[PROVIDED DATA — start]

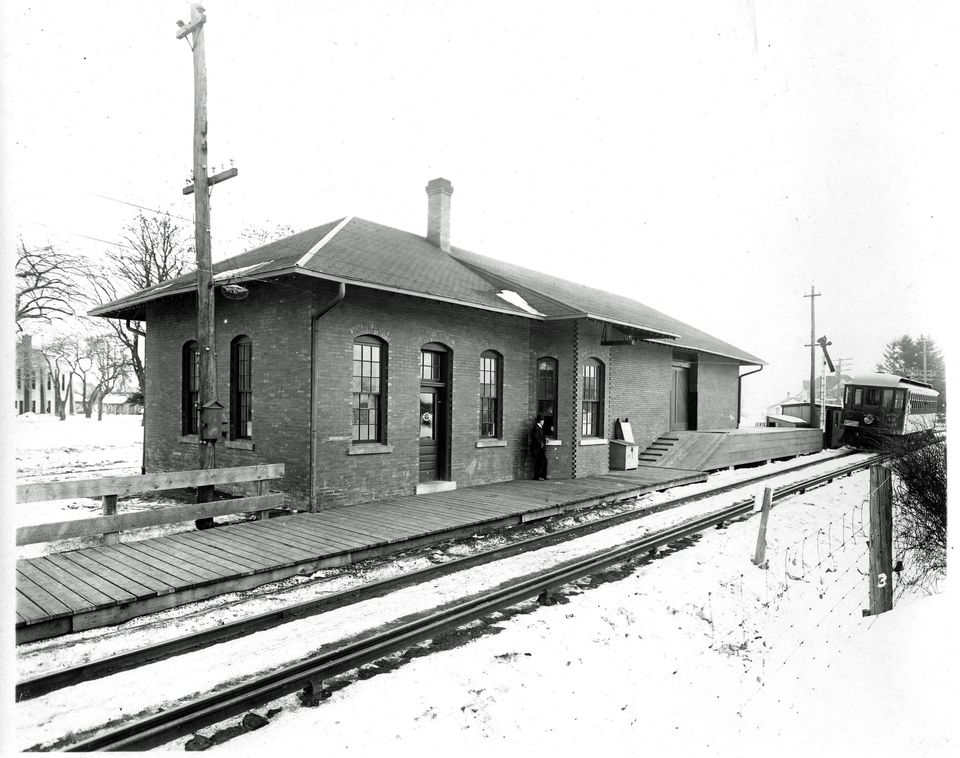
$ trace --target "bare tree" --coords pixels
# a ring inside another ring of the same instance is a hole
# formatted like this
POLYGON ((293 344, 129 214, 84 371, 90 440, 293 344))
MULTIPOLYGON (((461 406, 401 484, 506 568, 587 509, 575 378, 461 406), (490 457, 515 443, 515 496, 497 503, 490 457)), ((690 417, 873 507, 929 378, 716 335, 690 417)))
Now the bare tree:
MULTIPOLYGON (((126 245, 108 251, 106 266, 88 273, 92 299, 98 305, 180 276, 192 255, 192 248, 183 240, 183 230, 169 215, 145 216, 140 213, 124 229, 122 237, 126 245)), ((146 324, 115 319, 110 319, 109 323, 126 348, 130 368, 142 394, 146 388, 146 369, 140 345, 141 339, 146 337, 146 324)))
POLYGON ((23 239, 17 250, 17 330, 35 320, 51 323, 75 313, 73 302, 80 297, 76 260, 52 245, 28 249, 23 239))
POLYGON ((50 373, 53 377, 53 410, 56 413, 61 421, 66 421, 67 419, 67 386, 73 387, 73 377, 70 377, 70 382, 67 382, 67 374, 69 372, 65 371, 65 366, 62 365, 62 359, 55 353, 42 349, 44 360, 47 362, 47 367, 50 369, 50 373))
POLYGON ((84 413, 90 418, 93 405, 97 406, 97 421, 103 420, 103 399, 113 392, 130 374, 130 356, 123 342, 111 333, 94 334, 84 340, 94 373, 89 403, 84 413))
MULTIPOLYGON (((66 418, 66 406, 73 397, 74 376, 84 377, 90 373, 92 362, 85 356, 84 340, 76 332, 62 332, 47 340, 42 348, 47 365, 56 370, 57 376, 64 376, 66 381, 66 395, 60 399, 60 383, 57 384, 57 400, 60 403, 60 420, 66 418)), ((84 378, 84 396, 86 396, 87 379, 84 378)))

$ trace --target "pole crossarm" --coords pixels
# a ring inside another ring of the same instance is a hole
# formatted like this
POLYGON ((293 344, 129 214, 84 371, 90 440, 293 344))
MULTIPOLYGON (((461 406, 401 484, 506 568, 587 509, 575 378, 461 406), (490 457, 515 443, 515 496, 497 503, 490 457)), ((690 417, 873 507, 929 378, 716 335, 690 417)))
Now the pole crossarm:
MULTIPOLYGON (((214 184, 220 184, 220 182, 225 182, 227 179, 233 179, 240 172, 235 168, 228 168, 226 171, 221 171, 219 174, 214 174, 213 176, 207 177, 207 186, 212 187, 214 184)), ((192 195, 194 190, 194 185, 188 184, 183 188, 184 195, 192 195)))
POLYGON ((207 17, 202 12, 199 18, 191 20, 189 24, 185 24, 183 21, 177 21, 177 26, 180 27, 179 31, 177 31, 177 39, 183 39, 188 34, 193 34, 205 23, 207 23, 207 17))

[PROVIDED DATA — finish]
[PROVIDED DATA — start]

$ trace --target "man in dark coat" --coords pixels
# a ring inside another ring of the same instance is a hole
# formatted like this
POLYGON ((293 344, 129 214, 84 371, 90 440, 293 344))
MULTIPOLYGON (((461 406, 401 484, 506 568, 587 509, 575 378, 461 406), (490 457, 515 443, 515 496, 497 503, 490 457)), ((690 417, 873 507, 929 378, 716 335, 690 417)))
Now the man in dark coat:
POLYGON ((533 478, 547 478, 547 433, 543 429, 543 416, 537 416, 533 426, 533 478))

[PROVIDED DATA — finish]

TASK STATEMENT:
Of the lines in the data, report each one containing the string "coords".

EXPECTED OUTPUT:
$ trace --target "bare tree" --coords pixels
$ trace --target "pole crossarm" --coords pixels
$ trace --target "man in dark coat" --coords pixels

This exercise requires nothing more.